=== Task to carry out ===
The lines to return are those below that contain the word "window".
BEGIN Material provided
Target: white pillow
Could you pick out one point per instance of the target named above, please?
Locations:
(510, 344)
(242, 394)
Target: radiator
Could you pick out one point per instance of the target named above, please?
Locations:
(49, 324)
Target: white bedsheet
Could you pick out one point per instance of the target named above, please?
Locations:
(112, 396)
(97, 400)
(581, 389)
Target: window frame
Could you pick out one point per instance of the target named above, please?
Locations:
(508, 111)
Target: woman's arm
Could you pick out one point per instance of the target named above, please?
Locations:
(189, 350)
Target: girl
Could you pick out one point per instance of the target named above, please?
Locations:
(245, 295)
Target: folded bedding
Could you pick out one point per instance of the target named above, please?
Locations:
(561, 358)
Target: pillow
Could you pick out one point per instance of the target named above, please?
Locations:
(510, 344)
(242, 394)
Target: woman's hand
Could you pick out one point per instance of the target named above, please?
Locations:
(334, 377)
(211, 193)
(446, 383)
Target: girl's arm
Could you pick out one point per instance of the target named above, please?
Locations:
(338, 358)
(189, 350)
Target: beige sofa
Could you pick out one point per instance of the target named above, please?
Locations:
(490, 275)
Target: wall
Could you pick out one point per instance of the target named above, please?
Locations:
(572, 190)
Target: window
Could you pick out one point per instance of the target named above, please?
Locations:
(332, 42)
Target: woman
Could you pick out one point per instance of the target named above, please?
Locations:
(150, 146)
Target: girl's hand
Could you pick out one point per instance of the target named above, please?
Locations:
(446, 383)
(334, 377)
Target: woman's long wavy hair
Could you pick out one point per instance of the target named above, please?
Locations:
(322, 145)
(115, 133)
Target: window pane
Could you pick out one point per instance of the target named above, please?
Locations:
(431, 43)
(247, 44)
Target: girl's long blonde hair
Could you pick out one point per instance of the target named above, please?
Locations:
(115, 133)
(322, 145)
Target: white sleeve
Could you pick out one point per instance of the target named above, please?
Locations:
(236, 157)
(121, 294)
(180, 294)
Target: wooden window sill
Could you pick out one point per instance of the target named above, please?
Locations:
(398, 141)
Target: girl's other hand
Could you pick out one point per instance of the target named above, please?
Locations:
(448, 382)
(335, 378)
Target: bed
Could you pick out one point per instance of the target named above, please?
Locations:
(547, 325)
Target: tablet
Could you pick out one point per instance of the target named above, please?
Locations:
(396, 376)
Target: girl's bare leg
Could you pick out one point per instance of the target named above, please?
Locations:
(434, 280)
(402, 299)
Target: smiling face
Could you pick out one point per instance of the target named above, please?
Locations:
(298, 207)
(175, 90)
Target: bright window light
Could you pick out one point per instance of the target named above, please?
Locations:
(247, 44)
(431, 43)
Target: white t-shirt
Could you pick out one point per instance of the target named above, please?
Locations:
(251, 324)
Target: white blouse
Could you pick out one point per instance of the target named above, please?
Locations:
END Material provided
BEGIN Material provided
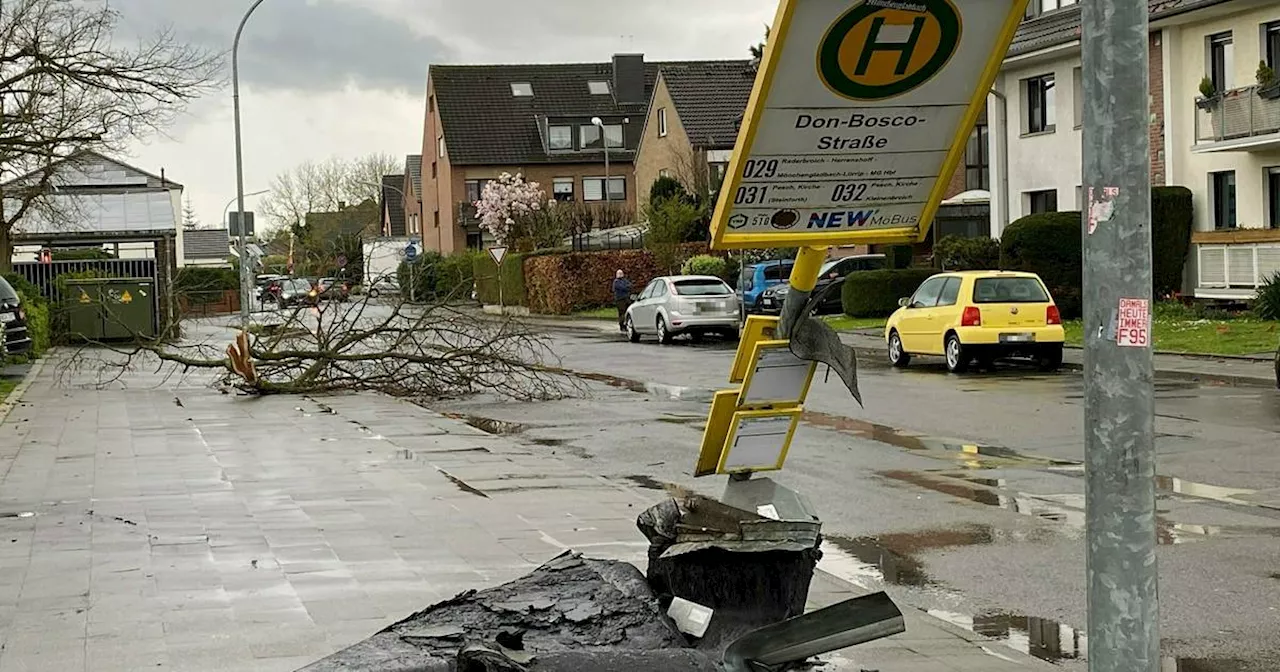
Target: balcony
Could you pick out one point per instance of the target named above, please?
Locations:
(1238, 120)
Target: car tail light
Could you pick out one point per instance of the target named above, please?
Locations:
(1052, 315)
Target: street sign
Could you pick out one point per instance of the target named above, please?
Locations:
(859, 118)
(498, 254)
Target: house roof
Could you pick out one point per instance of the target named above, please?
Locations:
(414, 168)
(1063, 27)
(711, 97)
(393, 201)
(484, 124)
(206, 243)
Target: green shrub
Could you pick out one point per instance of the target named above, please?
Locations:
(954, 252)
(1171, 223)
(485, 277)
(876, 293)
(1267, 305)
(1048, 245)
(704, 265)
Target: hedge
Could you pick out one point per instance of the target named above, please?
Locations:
END Material provided
=== Answer space ===
Target: window frame
Target: window
Target: window pane
Target: wooden window sill
Target: bright window light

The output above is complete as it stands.